TO BE DONE: Please copy the listing below word for word, starting with its first line and stopping after the line that contains "column 463, row 149".

GIVEN ENTRIES:
○ ○ ○
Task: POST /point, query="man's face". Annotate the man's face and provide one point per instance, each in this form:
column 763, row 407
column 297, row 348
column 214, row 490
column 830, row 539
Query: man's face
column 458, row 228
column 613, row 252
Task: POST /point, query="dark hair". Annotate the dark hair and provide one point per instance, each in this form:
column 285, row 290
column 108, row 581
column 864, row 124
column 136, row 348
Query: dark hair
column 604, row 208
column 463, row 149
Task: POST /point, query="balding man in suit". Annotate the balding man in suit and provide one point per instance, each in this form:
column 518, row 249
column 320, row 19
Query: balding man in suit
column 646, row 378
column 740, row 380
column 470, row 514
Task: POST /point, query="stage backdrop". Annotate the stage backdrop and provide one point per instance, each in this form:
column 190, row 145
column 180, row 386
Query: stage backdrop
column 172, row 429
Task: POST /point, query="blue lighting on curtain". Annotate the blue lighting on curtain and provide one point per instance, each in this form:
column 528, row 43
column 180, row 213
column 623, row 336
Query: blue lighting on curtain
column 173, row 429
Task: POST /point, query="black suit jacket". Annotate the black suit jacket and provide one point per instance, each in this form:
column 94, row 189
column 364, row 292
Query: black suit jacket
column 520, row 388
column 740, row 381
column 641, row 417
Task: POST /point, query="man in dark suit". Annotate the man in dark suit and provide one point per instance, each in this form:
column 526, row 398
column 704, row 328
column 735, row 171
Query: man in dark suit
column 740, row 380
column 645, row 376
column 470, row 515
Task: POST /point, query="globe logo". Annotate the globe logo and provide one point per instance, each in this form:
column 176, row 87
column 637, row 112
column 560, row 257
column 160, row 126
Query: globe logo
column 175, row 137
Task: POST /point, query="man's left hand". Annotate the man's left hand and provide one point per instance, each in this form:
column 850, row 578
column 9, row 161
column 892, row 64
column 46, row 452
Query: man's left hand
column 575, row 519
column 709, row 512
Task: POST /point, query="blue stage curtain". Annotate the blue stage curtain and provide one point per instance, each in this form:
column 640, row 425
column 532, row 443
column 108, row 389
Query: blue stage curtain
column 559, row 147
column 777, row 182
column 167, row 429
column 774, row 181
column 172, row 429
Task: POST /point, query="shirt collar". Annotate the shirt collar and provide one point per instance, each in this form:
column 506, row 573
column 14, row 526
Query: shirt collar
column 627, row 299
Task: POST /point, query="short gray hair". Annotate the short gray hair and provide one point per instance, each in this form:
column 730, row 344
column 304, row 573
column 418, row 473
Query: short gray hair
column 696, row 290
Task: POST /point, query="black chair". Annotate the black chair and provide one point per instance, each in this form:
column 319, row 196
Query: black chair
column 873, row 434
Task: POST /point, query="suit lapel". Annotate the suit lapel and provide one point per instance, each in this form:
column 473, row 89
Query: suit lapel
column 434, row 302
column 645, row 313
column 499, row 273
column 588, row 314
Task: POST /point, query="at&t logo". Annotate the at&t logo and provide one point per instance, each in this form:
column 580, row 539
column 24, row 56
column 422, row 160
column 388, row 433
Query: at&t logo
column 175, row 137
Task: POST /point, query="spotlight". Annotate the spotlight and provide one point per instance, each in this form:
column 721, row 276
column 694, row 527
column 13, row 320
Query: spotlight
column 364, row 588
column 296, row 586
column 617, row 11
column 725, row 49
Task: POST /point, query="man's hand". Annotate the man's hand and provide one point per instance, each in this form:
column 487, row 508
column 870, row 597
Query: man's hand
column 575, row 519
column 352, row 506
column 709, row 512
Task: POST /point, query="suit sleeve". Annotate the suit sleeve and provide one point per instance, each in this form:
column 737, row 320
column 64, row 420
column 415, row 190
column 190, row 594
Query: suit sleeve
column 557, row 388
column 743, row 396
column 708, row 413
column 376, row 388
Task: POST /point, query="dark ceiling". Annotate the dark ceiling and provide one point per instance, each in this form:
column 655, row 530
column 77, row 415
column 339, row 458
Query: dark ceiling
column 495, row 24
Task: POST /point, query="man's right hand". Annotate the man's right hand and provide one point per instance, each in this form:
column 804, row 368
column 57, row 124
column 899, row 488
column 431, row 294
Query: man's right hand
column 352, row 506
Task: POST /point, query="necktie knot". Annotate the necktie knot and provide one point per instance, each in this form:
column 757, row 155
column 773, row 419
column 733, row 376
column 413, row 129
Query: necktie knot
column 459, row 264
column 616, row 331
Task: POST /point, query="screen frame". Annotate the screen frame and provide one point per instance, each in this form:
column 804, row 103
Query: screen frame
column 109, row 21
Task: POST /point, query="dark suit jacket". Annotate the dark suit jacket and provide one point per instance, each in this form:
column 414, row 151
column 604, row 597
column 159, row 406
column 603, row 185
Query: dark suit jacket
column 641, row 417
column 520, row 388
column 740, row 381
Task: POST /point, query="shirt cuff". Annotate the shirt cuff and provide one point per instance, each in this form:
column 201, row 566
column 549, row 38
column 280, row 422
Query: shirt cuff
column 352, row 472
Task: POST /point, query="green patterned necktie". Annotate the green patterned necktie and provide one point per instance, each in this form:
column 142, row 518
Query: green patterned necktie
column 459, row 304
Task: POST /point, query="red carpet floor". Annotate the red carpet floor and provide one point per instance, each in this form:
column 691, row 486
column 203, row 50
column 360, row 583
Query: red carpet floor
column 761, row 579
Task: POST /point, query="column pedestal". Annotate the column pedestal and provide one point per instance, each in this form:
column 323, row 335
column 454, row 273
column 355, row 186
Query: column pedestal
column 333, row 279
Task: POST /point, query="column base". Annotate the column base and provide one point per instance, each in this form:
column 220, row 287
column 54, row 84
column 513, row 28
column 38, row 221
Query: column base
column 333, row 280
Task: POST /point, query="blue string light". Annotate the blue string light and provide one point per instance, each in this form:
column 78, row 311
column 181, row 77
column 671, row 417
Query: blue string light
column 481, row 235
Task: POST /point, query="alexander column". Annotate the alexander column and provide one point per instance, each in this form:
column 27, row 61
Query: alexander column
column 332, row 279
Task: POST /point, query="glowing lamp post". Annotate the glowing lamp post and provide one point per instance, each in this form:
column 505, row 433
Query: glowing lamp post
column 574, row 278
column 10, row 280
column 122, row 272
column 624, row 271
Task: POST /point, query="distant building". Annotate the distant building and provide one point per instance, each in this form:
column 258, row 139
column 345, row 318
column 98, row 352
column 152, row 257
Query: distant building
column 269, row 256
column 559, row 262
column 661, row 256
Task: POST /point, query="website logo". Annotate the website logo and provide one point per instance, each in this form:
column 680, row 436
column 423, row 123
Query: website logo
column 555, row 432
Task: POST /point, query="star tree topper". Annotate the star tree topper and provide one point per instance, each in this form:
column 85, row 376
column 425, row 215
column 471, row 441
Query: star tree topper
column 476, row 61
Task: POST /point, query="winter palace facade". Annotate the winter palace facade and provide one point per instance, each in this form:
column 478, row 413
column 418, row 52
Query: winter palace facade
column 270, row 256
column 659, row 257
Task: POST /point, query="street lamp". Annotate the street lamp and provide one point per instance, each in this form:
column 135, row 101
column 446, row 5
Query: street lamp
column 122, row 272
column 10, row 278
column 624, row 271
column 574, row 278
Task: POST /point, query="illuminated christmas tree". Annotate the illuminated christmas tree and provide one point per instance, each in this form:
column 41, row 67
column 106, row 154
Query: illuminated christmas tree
○ ○ ○
FULL SOLUTION:
Task: POST /point, query="man's face". Annotate the man's face and provide one point per instance, each in this form:
column 763, row 407
column 297, row 348
column 214, row 490
column 830, row 539
Query: man's face
column 458, row 228
column 613, row 252
Task: POST /point, query="dark hair". Annotate the dark hair and provide one point per instance, each in this form:
column 285, row 290
column 108, row 581
column 864, row 124
column 136, row 348
Query: dark hair
column 604, row 208
column 463, row 149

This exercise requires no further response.